* AIM OF THE EXERCISE
Among the lines below, a stretch begins at the one with "column 878, row 299" and ends at the one with "column 291, row 866". Repeat that stretch exactly, ends included.

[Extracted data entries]

·····

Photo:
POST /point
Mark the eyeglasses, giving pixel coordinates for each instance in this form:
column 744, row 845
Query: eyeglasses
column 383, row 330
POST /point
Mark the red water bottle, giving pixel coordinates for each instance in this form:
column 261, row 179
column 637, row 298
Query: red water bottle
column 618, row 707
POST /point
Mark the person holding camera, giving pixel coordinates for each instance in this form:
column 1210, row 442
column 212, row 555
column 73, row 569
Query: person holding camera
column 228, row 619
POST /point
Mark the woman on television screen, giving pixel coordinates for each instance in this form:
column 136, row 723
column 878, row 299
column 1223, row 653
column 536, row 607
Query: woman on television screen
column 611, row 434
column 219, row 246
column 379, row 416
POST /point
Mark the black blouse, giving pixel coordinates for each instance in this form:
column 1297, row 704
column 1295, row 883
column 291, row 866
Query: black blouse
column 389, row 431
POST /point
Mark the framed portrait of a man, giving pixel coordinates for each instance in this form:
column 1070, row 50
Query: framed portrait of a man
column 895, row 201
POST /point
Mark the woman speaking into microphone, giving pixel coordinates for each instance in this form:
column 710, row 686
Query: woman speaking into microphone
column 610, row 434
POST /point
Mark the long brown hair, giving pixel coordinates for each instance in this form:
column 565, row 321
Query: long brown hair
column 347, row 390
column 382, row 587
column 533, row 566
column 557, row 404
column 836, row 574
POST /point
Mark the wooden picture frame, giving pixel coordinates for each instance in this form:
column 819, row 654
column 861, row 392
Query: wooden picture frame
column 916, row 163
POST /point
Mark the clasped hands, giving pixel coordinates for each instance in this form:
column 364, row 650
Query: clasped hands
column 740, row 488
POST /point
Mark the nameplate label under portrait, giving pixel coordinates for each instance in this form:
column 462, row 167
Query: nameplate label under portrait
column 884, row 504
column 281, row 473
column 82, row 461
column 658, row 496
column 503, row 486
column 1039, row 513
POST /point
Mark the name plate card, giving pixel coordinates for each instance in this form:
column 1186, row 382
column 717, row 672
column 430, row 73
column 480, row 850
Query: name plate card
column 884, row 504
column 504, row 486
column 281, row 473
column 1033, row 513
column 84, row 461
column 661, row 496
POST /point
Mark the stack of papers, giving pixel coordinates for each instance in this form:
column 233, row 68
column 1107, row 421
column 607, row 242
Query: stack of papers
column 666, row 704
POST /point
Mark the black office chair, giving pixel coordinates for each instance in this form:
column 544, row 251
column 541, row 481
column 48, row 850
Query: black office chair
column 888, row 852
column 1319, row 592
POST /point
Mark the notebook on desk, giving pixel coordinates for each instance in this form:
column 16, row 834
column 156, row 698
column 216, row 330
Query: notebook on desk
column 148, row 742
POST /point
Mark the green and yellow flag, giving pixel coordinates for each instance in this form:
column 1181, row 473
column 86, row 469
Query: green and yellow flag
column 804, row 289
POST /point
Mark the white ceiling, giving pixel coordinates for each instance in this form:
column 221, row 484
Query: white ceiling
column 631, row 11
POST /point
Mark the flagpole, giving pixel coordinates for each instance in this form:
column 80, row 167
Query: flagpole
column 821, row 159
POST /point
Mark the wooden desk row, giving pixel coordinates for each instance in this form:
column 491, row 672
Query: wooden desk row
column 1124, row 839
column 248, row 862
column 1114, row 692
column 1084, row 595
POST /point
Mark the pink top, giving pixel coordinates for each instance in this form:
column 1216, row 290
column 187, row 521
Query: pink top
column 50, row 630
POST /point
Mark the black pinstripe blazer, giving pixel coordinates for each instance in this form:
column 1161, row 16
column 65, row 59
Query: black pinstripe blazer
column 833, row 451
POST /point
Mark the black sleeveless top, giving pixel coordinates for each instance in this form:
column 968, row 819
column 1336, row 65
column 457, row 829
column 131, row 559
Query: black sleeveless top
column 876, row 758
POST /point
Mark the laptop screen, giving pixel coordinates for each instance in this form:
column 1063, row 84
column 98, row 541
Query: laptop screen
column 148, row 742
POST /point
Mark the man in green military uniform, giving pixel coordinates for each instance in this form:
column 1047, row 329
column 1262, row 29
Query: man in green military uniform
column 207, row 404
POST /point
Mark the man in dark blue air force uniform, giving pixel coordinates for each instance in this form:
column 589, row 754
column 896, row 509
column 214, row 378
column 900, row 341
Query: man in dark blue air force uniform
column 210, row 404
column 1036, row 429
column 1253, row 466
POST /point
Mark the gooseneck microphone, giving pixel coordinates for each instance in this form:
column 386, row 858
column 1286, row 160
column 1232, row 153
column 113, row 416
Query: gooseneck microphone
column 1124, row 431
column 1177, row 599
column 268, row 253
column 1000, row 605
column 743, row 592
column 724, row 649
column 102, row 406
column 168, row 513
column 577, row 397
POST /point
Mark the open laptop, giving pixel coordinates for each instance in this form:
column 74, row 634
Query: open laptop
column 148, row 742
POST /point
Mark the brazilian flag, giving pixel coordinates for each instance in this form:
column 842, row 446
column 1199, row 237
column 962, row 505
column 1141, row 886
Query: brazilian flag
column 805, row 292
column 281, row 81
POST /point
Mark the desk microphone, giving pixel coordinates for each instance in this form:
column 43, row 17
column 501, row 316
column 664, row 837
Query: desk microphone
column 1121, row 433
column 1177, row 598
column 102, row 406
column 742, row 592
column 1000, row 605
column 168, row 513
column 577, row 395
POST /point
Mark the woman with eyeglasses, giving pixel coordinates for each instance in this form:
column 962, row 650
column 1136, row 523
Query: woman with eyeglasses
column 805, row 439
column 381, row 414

·····

* TASK OUTPUT
column 878, row 299
column 1223, row 653
column 536, row 607
Query: woman on television screen
column 611, row 434
column 219, row 246
column 379, row 416
POST /point
Mark the black blouse, giving pixel coordinates for each instance in this form:
column 1297, row 704
column 1295, row 883
column 291, row 866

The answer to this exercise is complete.